Page excerpt.
In a prior post I advised readers on how to craft a legal threat letter; http://douglaswhaley.blogspot.com/2011/10/how-to-write-effective-legal-threat.html. This post is the opposite of that: how to respond to a threat of legal action (whether in writing or verbal). There are a number of possibilities, so let’s take them one by one.
1. Keep Calm. Yes, the threat of legal action is scary, but your response should be the result of clear thinking, and you can’t do that if you’re in panic mode. You need time to consider your options, so if the threat is oral (over the phone or in person) work to get some breathing room. First make sure you understand the nature of the threat: who is making it (get names and contact information), what the circumstances are giving rise to the claim, what legal theory is being threatened, and what are the time constraints for your response? Don’t spout off. A calm, mannered answer, delaying your formal response, will work better than a rant. If the person says you must respond “NOW!” reply that you will think about the issue, talk to your lawyer (don’t admit you don’t have one), and get back to him/her. Then walk away or disconnect the phone caller.
2. Debt Collection. If the legal claim is that you owe a debt, first of all ask yourself if it’s true that the debt is owed and in the amount stated. If not, dispute that. If so, can you figure a way to pay it? In any event, you can stop debt collection harassment by invoking the protection of a federal statute: The Fair Debt Collection Practices Act (15 United States Code section 1601 and the sections that follow), the text of which can be found at http://www.ftc.gov/enforcement/rules/rulemaking-regulatory-reform-proceedings/fair-debt-collection-practices-act-text, and the Federal Trade Commission’s explanation of the Act is at https://www.consumer.ftc.gov/articles/0149-debt-collection. In the statute you have the right to stop the debt collector’s future contacts by giving the debt collector a notice in writing (keep a copy) in which you demand that further contact with you cease, and the collector must then stop contacting you except for the purpose of initiating legal actions (such as filing a lawsuit). Even without such a written notice from you, the debt collector cannot harass you (and the statute has examples of what sorts of conduct are forbidden as harassment). Violations of the Fair Debt Collection Practices Act give you a legal cause of action against the debt collector for your actual damages plus attorneys fees and punitive damages (up to $1000.00) for outrageous behavior.
If you can’t pay the debt, tell the creditor that you don’t have any money (the legal term is that you are “judgment proof” or as the old saying goes “you can’t get blood out of turnip”). If you have the possibility of paying some of the debt, offer to pay a lesser sum as satisfaction for the whole, mentioning that if you can’t work something out you may have no other choice but to file a bankruptcy petition. If the creditor agrees to take a lesser sum, send him/her a payment in full check [see Related Posts below]. Without the creditor’s express agreement, a payment in full check will not work.

Given exercise.
Summarize the post on responding to threats of legal action in two sentences. The items that come next were taken from a separate source.

Items listed in a dataset
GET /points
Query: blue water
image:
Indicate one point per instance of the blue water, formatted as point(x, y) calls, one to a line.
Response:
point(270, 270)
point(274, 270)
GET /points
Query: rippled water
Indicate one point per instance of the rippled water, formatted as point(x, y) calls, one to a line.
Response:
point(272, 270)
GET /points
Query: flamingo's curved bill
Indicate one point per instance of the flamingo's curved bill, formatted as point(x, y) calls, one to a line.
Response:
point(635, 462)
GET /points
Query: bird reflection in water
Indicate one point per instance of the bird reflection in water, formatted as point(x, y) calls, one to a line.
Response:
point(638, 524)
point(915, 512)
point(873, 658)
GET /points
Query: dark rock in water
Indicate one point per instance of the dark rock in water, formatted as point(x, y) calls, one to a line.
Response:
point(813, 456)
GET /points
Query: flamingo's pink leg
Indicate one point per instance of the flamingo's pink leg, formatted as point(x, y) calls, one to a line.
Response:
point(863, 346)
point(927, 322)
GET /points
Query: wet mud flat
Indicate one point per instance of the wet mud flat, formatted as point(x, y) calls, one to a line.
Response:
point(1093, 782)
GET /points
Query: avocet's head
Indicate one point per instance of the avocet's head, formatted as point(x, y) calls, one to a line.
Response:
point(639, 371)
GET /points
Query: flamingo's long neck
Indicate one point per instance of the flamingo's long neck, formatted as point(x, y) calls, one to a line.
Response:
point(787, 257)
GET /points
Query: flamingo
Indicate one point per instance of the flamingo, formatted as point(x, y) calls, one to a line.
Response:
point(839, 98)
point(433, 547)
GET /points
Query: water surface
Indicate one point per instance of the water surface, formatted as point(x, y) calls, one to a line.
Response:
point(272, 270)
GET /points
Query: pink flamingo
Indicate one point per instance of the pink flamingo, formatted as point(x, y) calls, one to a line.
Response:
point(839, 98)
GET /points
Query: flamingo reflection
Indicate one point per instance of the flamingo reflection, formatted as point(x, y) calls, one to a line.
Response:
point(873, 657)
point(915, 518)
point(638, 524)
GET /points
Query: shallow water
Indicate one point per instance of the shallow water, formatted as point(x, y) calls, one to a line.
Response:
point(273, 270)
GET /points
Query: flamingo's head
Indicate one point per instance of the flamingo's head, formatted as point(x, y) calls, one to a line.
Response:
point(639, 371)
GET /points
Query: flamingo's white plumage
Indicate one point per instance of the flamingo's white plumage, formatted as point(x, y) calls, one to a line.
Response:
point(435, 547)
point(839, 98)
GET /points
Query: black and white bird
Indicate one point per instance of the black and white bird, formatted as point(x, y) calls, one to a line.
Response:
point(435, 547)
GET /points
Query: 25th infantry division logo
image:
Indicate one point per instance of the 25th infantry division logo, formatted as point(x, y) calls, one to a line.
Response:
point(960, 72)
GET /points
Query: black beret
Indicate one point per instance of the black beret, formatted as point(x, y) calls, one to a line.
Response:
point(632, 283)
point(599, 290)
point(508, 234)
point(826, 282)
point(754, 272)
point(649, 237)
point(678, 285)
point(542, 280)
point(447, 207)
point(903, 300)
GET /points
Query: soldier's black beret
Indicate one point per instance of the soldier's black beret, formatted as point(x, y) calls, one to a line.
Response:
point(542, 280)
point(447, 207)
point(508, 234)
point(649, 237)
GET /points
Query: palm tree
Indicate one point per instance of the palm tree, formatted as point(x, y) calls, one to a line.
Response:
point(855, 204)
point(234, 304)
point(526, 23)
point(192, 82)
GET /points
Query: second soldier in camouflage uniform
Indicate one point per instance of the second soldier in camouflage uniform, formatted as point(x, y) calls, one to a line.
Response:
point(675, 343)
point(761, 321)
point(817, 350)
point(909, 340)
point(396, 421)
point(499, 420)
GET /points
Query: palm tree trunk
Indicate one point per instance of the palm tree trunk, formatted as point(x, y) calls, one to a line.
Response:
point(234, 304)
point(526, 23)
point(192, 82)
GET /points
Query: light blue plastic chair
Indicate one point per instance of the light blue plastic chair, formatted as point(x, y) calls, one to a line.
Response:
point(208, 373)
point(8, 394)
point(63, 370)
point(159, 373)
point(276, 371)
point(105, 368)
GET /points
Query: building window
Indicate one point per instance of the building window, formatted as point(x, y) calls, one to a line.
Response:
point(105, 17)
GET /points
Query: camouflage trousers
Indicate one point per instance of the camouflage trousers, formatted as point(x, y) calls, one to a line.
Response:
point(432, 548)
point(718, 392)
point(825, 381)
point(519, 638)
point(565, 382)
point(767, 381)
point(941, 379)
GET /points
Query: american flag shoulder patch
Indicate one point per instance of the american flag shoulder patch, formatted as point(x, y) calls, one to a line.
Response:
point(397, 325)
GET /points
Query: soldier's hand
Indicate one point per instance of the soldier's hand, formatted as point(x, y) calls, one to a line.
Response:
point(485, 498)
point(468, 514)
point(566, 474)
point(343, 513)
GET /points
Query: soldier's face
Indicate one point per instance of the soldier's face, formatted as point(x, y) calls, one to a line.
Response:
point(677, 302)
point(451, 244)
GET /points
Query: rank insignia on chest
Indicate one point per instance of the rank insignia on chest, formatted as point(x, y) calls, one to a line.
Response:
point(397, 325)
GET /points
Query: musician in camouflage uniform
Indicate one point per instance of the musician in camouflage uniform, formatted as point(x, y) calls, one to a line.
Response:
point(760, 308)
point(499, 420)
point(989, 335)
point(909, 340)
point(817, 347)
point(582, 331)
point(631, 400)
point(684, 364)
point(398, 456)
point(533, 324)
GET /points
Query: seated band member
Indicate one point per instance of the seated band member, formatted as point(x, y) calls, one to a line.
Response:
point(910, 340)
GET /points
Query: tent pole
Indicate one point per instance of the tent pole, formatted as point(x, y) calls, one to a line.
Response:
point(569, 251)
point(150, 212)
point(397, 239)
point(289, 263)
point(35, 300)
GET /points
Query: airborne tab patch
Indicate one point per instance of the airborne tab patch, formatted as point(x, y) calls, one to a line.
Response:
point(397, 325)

Reply.
When threatened with legal action, stay calm, find out who is making the threat, what it rests on, and how long you have to respond, and put off your formal answer instead of ranting. If the claim is a debt, check whether it is really owed in that amount, stop collector contact with a written demand under the Fair Debt Collection Practices Act, and if you can't pay in full, offer a lesser sum, sending a payment in full check only if the creditor expressly agrees.